◆ Arbeitsauftrag ◆
Überführen Sie das gesamte nachstehende Material in eine JSON-Liste von Zeichenketten mit je einem Eintrag pro Zeile. Leerzeilen und die Bilder lassen Sie dabei weg.

◆ Bereitgestelltes Material ◆

....

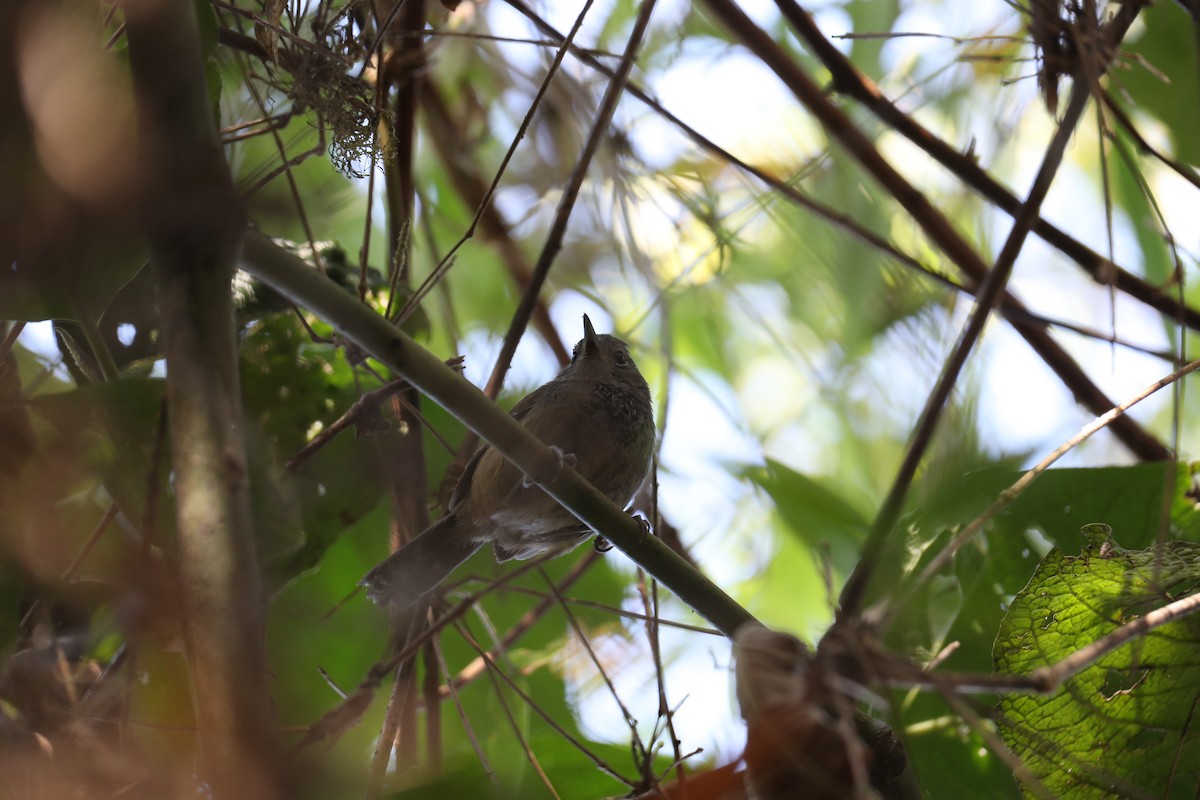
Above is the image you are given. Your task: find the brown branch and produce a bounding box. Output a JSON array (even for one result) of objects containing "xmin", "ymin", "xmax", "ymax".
[
  {"xmin": 706, "ymin": 0, "xmax": 1171, "ymax": 461},
  {"xmin": 125, "ymin": 0, "xmax": 282, "ymax": 798},
  {"xmin": 485, "ymin": 0, "xmax": 655, "ymax": 397},
  {"xmin": 422, "ymin": 83, "xmax": 571, "ymax": 367},
  {"xmin": 838, "ymin": 65, "xmax": 1091, "ymax": 616},
  {"xmin": 776, "ymin": 0, "xmax": 1200, "ymax": 333}
]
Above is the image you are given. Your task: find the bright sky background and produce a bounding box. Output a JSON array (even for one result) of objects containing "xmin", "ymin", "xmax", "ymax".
[{"xmin": 20, "ymin": 0, "xmax": 1200, "ymax": 777}]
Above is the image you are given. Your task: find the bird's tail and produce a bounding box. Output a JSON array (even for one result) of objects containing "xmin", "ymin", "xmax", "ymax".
[{"xmin": 359, "ymin": 513, "xmax": 480, "ymax": 608}]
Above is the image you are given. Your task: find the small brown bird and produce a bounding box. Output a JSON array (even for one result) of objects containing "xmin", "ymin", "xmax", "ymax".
[{"xmin": 359, "ymin": 314, "xmax": 654, "ymax": 608}]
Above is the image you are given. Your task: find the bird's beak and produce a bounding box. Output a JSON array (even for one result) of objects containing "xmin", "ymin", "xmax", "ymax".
[{"xmin": 583, "ymin": 314, "xmax": 600, "ymax": 353}]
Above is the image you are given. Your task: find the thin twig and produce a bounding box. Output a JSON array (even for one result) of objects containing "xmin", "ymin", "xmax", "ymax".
[{"xmin": 865, "ymin": 352, "xmax": 1200, "ymax": 628}]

....

◆ Lösung der Übung ◆
[
  "Above is the image you are given. Your task: find the brown branch and produce a bounding box. Output a JSON array (even for one result) of objects containing \"xmin\", \"ymin\", \"xmax\", \"ymax\".",
  "[",
  "  {\"xmin\": 706, \"ymin\": 0, \"xmax\": 1171, \"ymax\": 461},",
  "  {\"xmin\": 125, \"ymin\": 0, \"xmax\": 282, \"ymax\": 798},",
  "  {\"xmin\": 485, \"ymin\": 0, \"xmax\": 655, \"ymax\": 397},",
  "  {\"xmin\": 422, \"ymin\": 83, \"xmax\": 571, \"ymax\": 367},",
  "  {\"xmin\": 838, \"ymin\": 65, \"xmax\": 1091, \"ymax\": 616},",
  "  {\"xmin\": 776, \"ymin\": 0, \"xmax\": 1200, \"ymax\": 333}",
  "]",
  "Above is the image you are given. Your task: find the bright sky background and produce a bounding box. Output a JSON array (even for one result) of objects containing \"xmin\", \"ymin\", \"xmax\", \"ymax\".",
  "[{\"xmin\": 20, \"ymin\": 0, \"xmax\": 1200, \"ymax\": 777}]",
  "Above is the image you are given. Your task: find the bird's tail and produce a bounding box. Output a JSON array (even for one result) of objects containing \"xmin\", \"ymin\", \"xmax\", \"ymax\".",
  "[{\"xmin\": 359, \"ymin\": 513, \"xmax\": 480, \"ymax\": 608}]",
  "Above is the image you are given. Your task: find the small brown bird and produce a bounding box. Output a JSON array (even for one result) of objects containing \"xmin\", \"ymin\", \"xmax\", \"ymax\".",
  "[{\"xmin\": 359, \"ymin\": 314, \"xmax\": 654, \"ymax\": 608}]",
  "Above is the image you are given. Your task: find the bird's beak and produce a bounding box. Output a JSON array (even for one result) of objects containing \"xmin\", \"ymin\", \"xmax\", \"ymax\".",
  "[{\"xmin\": 583, \"ymin\": 314, \"xmax\": 600, \"ymax\": 353}]",
  "Above is the image you are given. Your task: find the thin twig and produce a bounding box. Output a JSON array (even for one result) of objects containing \"xmin\", \"ymin\", \"xmax\", \"ymax\".",
  "[{\"xmin\": 865, \"ymin\": 352, \"xmax\": 1200, \"ymax\": 628}]"
]